* _EXERCISE_
Apart from the pictures, every part of the records below gets retyped exactly.

***** RECORDS SHOWN

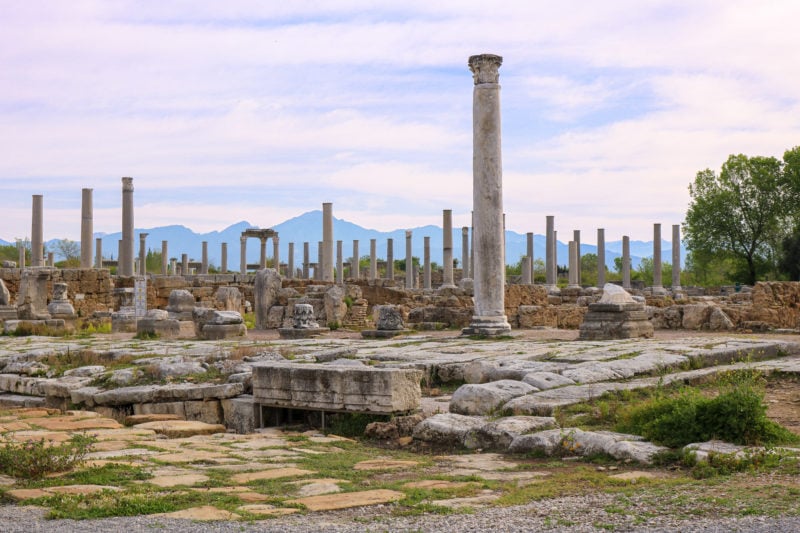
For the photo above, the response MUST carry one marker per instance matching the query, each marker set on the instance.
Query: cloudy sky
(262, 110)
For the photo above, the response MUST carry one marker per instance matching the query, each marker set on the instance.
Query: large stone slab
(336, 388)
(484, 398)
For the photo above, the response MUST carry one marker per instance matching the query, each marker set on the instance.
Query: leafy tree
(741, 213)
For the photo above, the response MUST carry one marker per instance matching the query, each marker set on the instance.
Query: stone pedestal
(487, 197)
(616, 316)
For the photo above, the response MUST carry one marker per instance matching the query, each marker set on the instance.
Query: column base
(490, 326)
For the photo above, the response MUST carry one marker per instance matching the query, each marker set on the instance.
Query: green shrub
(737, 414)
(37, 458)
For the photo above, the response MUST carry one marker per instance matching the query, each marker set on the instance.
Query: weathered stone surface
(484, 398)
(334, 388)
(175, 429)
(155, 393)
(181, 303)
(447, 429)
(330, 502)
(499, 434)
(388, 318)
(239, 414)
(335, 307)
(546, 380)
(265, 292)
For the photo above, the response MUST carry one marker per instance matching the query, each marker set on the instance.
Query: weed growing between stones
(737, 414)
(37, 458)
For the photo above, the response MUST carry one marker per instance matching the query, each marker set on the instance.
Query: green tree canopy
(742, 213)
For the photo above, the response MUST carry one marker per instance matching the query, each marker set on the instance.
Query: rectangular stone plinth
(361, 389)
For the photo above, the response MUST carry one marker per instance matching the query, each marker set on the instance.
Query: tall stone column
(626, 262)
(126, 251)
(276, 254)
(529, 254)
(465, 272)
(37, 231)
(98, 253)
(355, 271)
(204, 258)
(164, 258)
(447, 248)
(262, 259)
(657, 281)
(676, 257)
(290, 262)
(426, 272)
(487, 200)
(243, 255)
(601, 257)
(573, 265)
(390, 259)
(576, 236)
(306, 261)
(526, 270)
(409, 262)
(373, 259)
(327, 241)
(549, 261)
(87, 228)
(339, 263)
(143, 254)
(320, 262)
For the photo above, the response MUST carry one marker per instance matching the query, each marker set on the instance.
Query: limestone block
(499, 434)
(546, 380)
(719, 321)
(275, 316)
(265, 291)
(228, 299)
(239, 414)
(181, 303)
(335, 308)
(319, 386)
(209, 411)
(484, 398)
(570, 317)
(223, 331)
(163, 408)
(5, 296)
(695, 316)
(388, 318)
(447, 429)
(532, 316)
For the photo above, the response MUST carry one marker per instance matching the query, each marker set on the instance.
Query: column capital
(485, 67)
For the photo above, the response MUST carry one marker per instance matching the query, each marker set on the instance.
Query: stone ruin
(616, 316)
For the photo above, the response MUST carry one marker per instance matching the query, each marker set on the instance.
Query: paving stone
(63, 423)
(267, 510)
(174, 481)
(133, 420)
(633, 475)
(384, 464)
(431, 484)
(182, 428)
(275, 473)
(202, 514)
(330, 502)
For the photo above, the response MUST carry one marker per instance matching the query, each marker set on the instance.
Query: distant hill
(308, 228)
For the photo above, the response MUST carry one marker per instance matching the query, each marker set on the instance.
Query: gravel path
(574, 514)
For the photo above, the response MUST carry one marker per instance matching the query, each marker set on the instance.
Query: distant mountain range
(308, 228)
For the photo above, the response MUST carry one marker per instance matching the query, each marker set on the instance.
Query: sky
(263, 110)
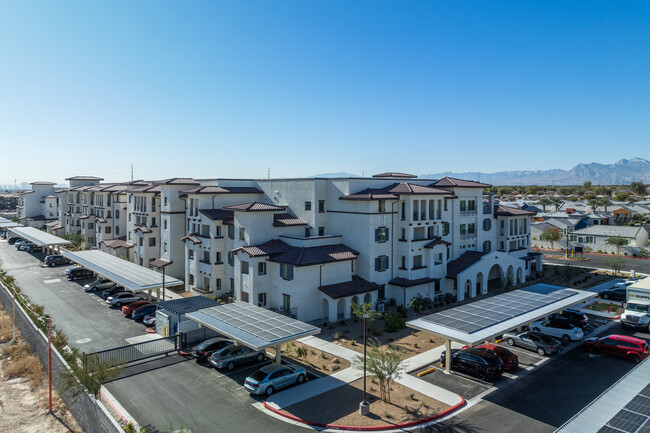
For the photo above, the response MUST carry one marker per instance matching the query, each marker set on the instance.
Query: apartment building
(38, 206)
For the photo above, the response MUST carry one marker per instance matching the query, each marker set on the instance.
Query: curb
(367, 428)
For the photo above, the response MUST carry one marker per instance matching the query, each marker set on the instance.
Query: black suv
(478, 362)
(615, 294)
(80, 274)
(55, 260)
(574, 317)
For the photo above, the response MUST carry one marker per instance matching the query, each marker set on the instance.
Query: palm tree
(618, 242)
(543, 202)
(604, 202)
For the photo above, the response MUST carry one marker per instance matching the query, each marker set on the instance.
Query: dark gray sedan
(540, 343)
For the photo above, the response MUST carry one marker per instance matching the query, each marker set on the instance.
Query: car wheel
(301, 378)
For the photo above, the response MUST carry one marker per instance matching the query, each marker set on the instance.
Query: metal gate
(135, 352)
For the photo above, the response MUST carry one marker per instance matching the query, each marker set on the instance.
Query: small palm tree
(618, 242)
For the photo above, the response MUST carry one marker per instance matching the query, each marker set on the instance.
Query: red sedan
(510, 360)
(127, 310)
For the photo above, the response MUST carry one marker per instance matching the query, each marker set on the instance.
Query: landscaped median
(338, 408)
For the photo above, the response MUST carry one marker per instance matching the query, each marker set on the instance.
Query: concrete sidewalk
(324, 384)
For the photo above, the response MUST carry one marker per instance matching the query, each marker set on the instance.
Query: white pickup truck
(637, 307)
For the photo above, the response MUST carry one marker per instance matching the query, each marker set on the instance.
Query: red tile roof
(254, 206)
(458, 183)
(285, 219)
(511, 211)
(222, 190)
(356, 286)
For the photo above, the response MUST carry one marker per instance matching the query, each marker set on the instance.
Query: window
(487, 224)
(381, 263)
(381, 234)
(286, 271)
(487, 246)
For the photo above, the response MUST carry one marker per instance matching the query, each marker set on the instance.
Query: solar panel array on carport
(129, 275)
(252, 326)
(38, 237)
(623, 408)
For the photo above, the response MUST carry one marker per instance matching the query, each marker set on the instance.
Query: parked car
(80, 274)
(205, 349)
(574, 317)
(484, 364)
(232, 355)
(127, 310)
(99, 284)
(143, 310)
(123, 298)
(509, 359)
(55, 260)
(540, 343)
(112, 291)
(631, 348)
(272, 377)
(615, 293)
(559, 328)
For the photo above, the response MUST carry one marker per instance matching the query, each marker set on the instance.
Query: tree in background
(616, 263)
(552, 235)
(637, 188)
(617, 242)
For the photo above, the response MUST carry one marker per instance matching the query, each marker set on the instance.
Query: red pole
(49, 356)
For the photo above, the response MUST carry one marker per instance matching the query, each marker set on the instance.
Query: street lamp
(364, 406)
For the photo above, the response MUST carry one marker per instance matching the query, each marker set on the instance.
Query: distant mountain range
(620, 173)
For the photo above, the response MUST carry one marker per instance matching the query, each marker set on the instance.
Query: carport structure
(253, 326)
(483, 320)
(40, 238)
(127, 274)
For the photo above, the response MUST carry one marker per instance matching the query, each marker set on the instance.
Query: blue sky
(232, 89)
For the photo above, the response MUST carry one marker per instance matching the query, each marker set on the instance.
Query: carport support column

**********

* _REPLY TO THE TASK_
For the photo above, the response MUST carry one marker per instance matching the query, each marker set on the instance.
Query: cloudy sky
(262, 110)
For the photo above, the response MUST carry one marker per instance matching the query, each marker set on the instance.
Query: large stone slab
(336, 388)
(484, 398)
For the photo above, the response MUST carry one marker per instance matching the query, each marker set on the instance.
Query: leafy tree
(741, 213)
For the photo above, the response MUST carry one marker per instance matching the query, each marker set on the instance.
Query: stone pedestal
(487, 197)
(616, 316)
For the photo above, the response MUST carry one marker per instance matching the query, each marker set on the instance.
Query: column base
(490, 326)
For the photo above, the response MUST carry one marker per instance matching the query, each marker set on the instance.
Query: green shrub
(737, 414)
(37, 458)
For the photo above, the response MUST carry one marker per instance matching the query, each marker set on the instance.
Query: weathered stone surface
(484, 398)
(334, 388)
(175, 429)
(155, 393)
(181, 303)
(447, 429)
(330, 502)
(499, 434)
(388, 318)
(239, 414)
(335, 307)
(546, 380)
(265, 292)
For the photo above, the response MUST carry one marker per instance matching the query, each marker set on the instance.
Query: weed growing between stones
(737, 414)
(37, 458)
For the photo above, the response MUST carry one marker per instance matching the query, each marker set on the instance.
Query: green tree canopy
(742, 213)
For the photo above, the response MUST carry one marker per instance matching the query, each marker set on the instance.
Query: rectangular stone plinth
(361, 389)
For the photo above, the response MUST carry one marker per instance matching the query, each marker set on the instance.
Query: tall stone column
(626, 262)
(126, 251)
(276, 254)
(529, 254)
(465, 272)
(37, 231)
(98, 253)
(355, 271)
(204, 258)
(164, 258)
(447, 248)
(262, 259)
(657, 281)
(676, 257)
(290, 262)
(426, 272)
(487, 200)
(243, 255)
(601, 257)
(573, 265)
(390, 259)
(576, 236)
(306, 261)
(526, 270)
(409, 262)
(373, 259)
(327, 241)
(549, 261)
(87, 228)
(339, 263)
(143, 254)
(320, 262)
For the photo above, the response MUST carry one marker per instance matching the query, each marker set on the instance.
Query: limestone block
(499, 434)
(546, 380)
(719, 321)
(275, 316)
(265, 291)
(228, 299)
(239, 414)
(181, 303)
(335, 308)
(319, 386)
(209, 411)
(484, 398)
(570, 317)
(223, 331)
(163, 408)
(5, 296)
(695, 316)
(388, 318)
(447, 429)
(532, 316)
For the photo above, the response MUST carry one marker per instance matching the query, each marker set on the instance.
Query: column capital
(485, 67)
For the photo above, the response MUST carry one marker per instance matching the query, each marker set on the instance.
Query: stone ruin
(616, 316)
For the photo above, the response MUST carry one marker per instance matching the query, each marker set on the instance.
Query: paving stone
(63, 423)
(267, 510)
(174, 481)
(133, 420)
(633, 475)
(384, 464)
(431, 484)
(182, 428)
(275, 473)
(202, 514)
(330, 502)
For the photo above, the response MUST carry one marker per instance matching the query, each marker set on the instance.
Query: distant hill
(308, 228)
For the photo above, the response MUST carry one marker per instance matching the query, each marker set on the instance.
Query: gravel path
(574, 514)
For the photo above, the response MUST carry one marker per instance matching the query, each marker set on the instance.
Query: distant mountain range
(308, 228)
For the photo above, the response MUST carry one marker per instance matching the query, each marker set on the instance.
Query: sky
(263, 110)
For the photo above, the response MUST carry one marker per instance matching the query, each marker set on the instance.
Query: apartment building
(38, 206)
For the photo above, the response MUST carry one marker per instance matching the query, each marker set on the instance.
Query: curb
(367, 428)
For the photo above, the response MUST carry one marker per instance matching the query, each marker set on the instance.
Query: black suv
(478, 362)
(615, 294)
(80, 274)
(55, 260)
(574, 317)
For the photo above, the response MUST carry one marker per instance matching the query, each marker set on the instance.
Query: palm tree
(618, 242)
(543, 202)
(604, 202)
For the photo above, the response MUST carry one marker per instance matching the query, each marker set on the instance.
Query: dark gray sedan
(540, 343)
For the photo above, the response MUST carry one marker per instance matching the query, each marker set on the instance.
Query: car wheel
(301, 378)
For the photo above, the response MUST carry one marker per instance matching the query, each marker set on the instance.
Query: metal gate
(135, 352)
For the photo above, the response MUST carry one marker per instance matching the query, each marker set on the instance.
Query: small palm tree
(618, 242)
For the photo above, the response MUST carry one marker per instance matching the query, each marker set on the instance.
Query: red sedan
(510, 360)
(127, 310)
For the photo above, the response MUST carry one marker per instance matching the query, each marker set on the instance.
Query: landscaped median
(338, 408)
For the photo above, the response MUST carry one marker per instance matching the query, each marker set on the instance.
Query: concrete sidewalk
(324, 384)
For the photo above, the response MUST carry one marker per instance matching the query, each marker set on the instance.
Query: white pickup truck
(637, 307)
For the photo above, the response MUST carry one marker per instance matching the query, each marker set on the instance.
Query: red tile roof
(254, 206)
(458, 183)
(285, 219)
(511, 211)
(222, 190)
(356, 286)
For the photo above, the response MUST carry one marker per instance matching the query, each marker set on the instance.
Query: window
(487, 224)
(381, 263)
(381, 234)
(286, 271)
(487, 246)
For the photo above, the response MUST carry one marker per instance matching the query, each marker set on the instance.
Query: solar panel array on carport
(129, 275)
(252, 326)
(38, 237)
(623, 408)
For the photo above, the response MUST carry one marker per instance matching the query, each marker set on the instance.
Query: parked car
(80, 274)
(205, 349)
(574, 317)
(484, 364)
(232, 355)
(127, 310)
(99, 284)
(143, 310)
(123, 298)
(509, 359)
(55, 260)
(540, 343)
(112, 291)
(631, 348)
(272, 377)
(615, 293)
(559, 328)
For the photo above, the response MUST carry one marker per instance matching the query, each marker set on the instance.
Query: tree in background
(616, 263)
(552, 235)
(637, 188)
(617, 242)
For the photo above, the response MUST carry one marker per instance matching the query, each marker set on the instance.
Query: red pole
(49, 356)
For the photo above, the response MUST carry one marker per instance matching the query, each marker set on the instance.
Query: street lamp
(364, 406)
For the photo above, the response MUST carry one marker per instance matching the query, each marker set on the instance.
Query: distant mountain range
(620, 173)
For the photo above, the response MUST carry one marker per instance matching the query, each marker set on the instance.
Query: carport structure
(253, 326)
(483, 320)
(40, 238)
(127, 274)
For the photo above, the response MUST carry one marker per instance matching the query, each marker set on the instance.
Query: blue sky
(232, 89)
For the photo above, the response MUST carry one marker per instance matching the query, each marker set on the instance.
Query: carport support column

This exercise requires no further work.